**What to work on**
Copy out all the entries word for word.
============
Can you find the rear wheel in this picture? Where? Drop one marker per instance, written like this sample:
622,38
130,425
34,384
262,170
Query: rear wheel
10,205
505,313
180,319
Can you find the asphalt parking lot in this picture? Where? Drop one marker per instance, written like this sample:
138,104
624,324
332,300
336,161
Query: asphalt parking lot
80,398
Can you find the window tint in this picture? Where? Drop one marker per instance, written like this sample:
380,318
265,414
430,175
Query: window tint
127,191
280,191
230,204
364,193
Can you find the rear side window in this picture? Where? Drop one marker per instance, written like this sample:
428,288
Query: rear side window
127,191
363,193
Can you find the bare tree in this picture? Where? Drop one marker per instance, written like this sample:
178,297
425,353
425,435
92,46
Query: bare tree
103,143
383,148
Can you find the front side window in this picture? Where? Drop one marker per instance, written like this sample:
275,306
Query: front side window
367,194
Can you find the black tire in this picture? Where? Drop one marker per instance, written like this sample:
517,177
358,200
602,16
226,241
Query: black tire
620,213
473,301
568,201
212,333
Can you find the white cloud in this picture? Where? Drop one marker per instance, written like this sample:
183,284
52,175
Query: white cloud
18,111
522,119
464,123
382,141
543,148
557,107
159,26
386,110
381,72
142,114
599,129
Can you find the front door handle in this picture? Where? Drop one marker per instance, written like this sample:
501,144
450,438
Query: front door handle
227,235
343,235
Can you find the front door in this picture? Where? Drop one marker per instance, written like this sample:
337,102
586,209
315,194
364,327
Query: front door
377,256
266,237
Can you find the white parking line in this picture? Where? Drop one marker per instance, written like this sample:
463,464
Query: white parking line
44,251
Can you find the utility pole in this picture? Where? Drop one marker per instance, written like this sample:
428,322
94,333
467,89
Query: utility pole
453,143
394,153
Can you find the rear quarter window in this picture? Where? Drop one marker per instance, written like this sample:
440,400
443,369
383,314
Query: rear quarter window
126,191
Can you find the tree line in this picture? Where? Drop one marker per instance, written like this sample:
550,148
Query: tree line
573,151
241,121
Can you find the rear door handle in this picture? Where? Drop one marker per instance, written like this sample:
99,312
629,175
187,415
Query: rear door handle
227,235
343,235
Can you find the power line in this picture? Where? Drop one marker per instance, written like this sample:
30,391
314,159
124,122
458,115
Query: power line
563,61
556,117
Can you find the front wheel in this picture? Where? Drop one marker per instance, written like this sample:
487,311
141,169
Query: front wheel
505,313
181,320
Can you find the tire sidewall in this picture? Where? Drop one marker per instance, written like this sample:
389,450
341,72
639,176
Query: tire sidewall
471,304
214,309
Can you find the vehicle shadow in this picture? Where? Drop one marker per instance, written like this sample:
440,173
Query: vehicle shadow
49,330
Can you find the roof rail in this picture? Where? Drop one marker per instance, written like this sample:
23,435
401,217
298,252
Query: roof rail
============
**Worked solution**
Can you find the rear wheel in this picture? Where? Drop one marker per instance, written like this sample:
622,38
130,425
34,384
262,170
Query: rear wheel
10,205
505,313
180,319
Can you find the asphalt parking lot in this picture? Where? Drop one marker per instance, written like this sample:
138,104
624,324
332,300
336,161
Query: asphalt parking lot
80,398
Can you find the window tint in this picture? Where? Drop one marker per instance, written like this sample:
380,318
265,414
430,175
Query: window tint
127,191
280,191
230,204
364,193
Can you find the rear side window in this picture? Where? Drop one marker per instance, written like this sample:
428,288
Query: rear side window
127,191
363,193
Can you find the bare tree in this picture? Where? Drop one marker per instance, written like this sample:
178,297
425,353
425,435
92,46
Query: bare tree
103,143
383,148
Can you find the front side window in this picture? Where? Drop one marker per instance, written like this sample:
275,306
Query: front side window
367,194
Can you find the black tire in this picture? Where? Drop one marker per instance, written like this sample:
517,177
358,200
602,16
226,241
Query: black tire
620,213
473,301
568,201
212,333
Can you find the white cloud in this picture? Where? Drop one marker per instance, written like this sample:
183,284
52,175
Query: white cloud
18,111
522,119
464,123
382,141
543,148
557,107
159,26
386,110
381,72
142,114
599,129
Can you find the front door handle in this picture? Where? Drop one marker per instance, written like this sample:
501,144
450,438
Query: front door handle
227,235
343,235
Can you find the front door in this picture? Where? Drop one marker per instance, written like this sample:
337,102
586,209
315,194
364,327
Query: front door
377,256
266,237
Can you find the white parking line in this picture? Where? Drop one marker per instance, written like this sample:
463,464
Query: white parking line
44,251
Can you find the utility pole in this picture? Where? Drop one marker per instance, written like this sample:
428,322
94,333
467,89
Query: utility pole
453,143
394,153
Can you find the rear quarter window in this picture? Where? Drop one marker per instance, written like this sample:
440,400
443,369
383,314
Query: rear quarter window
126,191
Can you find the tree line in this picture? Where? Drop one marker per instance, written like this sample:
550,148
Query: tree line
573,151
241,121
Can you find the rear door handle in this picture? Where? Drop one marker per instance, written like this sample:
99,312
629,175
187,415
Query: rear door handle
227,235
343,235
Can you find the power line in this picture? Where? Drop one marker per instance, written like this sample:
30,391
314,159
124,122
458,115
Query: power line
563,61
556,117
Can you find the front wheel in this picture? Where? Drop one marker per instance, written like this sample:
487,311
141,169
Query: front wheel
505,313
181,320
Can you find the tire sidewall in this picture? Where? Drop one marker per instance, written like this sample:
389,450
341,72
639,176
Query: tire sidewall
471,304
214,309
Can you find the vehicle shadow in this picture? Where? Drop one marker per instance, written like this sample:
440,173
Query: vehicle shadow
49,330
Can you find the roof rail in this picture? Where? Drop one marker per instance, written like this sample:
23,435
401,217
298,252
Query: roof rail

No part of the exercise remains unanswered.